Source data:
★ ★ ★ ★
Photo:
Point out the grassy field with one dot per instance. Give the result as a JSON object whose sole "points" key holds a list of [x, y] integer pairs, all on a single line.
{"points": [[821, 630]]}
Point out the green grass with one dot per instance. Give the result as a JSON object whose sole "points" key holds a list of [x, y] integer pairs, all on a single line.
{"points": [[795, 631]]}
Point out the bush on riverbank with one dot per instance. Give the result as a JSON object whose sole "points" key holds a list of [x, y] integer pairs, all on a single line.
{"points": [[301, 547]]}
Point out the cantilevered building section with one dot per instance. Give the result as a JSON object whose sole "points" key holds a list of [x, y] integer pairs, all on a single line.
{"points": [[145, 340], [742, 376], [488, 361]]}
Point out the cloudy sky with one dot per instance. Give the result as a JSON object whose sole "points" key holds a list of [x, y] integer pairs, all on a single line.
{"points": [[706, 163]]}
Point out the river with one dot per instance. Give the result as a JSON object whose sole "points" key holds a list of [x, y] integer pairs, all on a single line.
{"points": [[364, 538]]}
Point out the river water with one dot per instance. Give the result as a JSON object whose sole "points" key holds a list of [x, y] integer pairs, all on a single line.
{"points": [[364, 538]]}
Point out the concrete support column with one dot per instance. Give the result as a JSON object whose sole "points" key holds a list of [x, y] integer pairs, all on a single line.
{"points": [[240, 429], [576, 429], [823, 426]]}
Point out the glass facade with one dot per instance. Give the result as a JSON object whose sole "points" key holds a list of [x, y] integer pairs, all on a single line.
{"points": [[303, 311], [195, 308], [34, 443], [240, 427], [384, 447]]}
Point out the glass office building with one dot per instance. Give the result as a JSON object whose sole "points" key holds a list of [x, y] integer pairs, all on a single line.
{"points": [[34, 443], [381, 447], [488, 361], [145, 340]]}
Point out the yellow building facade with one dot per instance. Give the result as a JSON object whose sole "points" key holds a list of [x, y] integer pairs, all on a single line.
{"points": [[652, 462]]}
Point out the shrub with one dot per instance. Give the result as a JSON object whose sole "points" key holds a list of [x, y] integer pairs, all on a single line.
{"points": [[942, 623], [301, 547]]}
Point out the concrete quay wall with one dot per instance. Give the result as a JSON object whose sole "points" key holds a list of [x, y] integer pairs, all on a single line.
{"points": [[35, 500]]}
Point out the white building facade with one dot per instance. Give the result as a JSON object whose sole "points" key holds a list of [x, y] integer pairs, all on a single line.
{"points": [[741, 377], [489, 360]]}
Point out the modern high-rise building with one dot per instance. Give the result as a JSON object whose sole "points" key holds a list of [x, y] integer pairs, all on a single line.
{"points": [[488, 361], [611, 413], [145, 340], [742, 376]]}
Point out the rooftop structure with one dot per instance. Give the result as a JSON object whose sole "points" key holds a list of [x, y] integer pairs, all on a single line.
★ ★ ★ ★
[PROBLEM TO SOLVE] Write out each entry again, character for character.

[OUTPUT OF THE TASK]
Photo:
Point out the grassy field with one dot per instance. Give the result as a JSON object whose sole "points" key holds a list of [x, y] integer pairs, all on a single line.
{"points": [[821, 630]]}
Point out the green grass with one dot per instance. Give the result as a JSON object whose sole "points" key holds a list of [x, y] integer pairs, all on a single line.
{"points": [[795, 631]]}
Point out the bush on riverbank with one dot per instance. Give the result as a JSON object whose sole "points" key holds a list of [x, y] integer pairs, all on a single line.
{"points": [[301, 547]]}
Point out the cantilevered building section with one dot per instance. Give the result as a JSON object whose sole "points" key holds a list of [x, y] integer pairs, all on a single line.
{"points": [[145, 340], [742, 376], [488, 361]]}
Point out the cloudy sky with one dot per instance. Give the result as a JSON object whose sole "points" key holds a list of [x, y] integer pairs, all on a single line.
{"points": [[706, 163]]}
Point out the river with one dot per instance. Give the result as a JSON object whose sole "points" key holds a list of [x, y] integer pairs, all on a single line.
{"points": [[364, 538]]}
Point out the river water with one dot per instance. Give the result as a JSON object whose sole "points" key holds a list of [x, y] integer pairs, all on a single line.
{"points": [[364, 538]]}
Point out the concrete support column with one dot per instance. Give the result as a JSON object whose sole "points" key holds a list of [x, y] integer pairs, all on a single line.
{"points": [[240, 429], [576, 429], [823, 426]]}
Point out the glass facade with one dot per instance. Give the result as a JSON object whose sole "points" key holds a list of [x, y] integer pairs, all on a single line.
{"points": [[303, 311], [195, 308], [34, 443], [240, 427], [384, 447]]}
Point out the glass office building with one dot per instance. Give the result as a JSON object whose sole "points" key holds a list of [x, y] integer pairs, all on a single line.
{"points": [[34, 443], [381, 447], [488, 361], [145, 340]]}
Point out the yellow building facade with one dot per instance. Give the result as a JSON object whose sole "points" key holds a list of [x, y] integer pairs, all on a single line.
{"points": [[652, 462]]}
Point out the shrub with one dot per instance. Give the result as a JSON object whose sole "points" key holds a list of [x, y] integer pairs, all on a single line.
{"points": [[942, 623], [301, 547]]}
Point out the concrete quay wall with one dot per instance. Give the result as a JSON object whose sole "points" key holds a list of [x, y] integer pairs, all on a single line.
{"points": [[35, 500]]}
Point out the white building facade with one dot per instance. Give the result as a JSON object whose sole "points" key holds a list of [x, y] integer pairs, all on a single line.
{"points": [[741, 377], [489, 360]]}
Point out the modern high-rise building with one dot per instance. Give the result as a JSON object whose sole "points" key holds a list of [x, y] integer pairs, all on a single line.
{"points": [[488, 361], [611, 413], [145, 340], [742, 376]]}
Point out the rooftop structure with one dot per instance. Give the result as a JSON object whose sole "points" key holds a list of [x, y] integer pairs, all on a single line.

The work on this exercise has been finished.